Excerpted text:

↓↓↓

Below are excerpts from Song's poems "Heaven" (1988) and "The Youngest Daughter" (1983) to help you get a feel for the focus and style of her writing.

"Heaven" by Cathy Song

"Heaven" is a poem from Song's poetry collection Frameless Windows, Squares of Light. It explores the longing for one's ancestral homeland. In the poem, the speaker is the Chinese mother of a half-Caucasian boy living in the United States. She wonders whether the desire to return to one's homeland can skip generations and be fully alive in the younger generations.

He thinks when we die we’ll go to China.
Think of it—a Chinese heaven
where, except for his blond hair,
the part that belongs to his father,
everyone will look like him.
China, that blue flower on the map,
bluer than the sea
his hand must span like a bridge
to reach it.
An octave away." (1-10)

"The Youngest Daughter" by Cathy Song

"The Youngest Daughter" was published in Song's collection Picture Bride. It is a poem that explores a mother-daughter relationship through aging and sickness. Song paints the complexities of a familial relationship of mutual dependence and the closeness that leads to care intermingled with criticism. In the following passage from "The Youngest Daughter," a daughter is bathing her ailing mother:

I was almost tender
when I came to the blue bruises
that freckle her body,
places where she has been injecting insulin
for thirty years. I soaped her slowly,
she sighed deeply, her eyes closed.

↑↑↑

Information shown:
↓↓↓

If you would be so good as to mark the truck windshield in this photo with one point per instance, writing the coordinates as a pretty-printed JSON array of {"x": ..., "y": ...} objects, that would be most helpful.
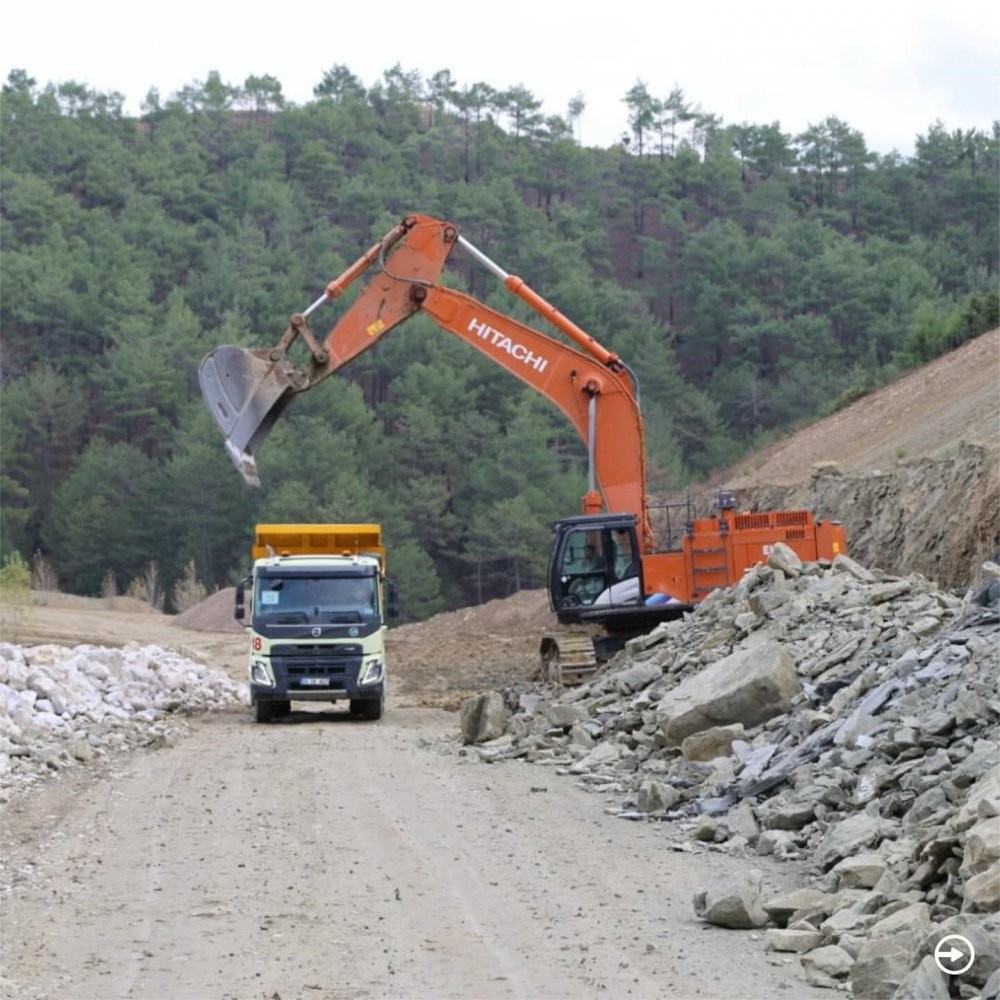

↑↑↑

Using the text on Cathy Song's poems, answer these:
(a) In which of Song's collections does "Heaven" appear?
(b) What does the speaker in "Heaven" call China on the map?
(c) For how long has the mother in "The Youngest Daughter" been injecting insulin?

Problem solution:
(a) Frameless Windows, Squares of Light
(b) That blue flower on the map
(c) Thirty years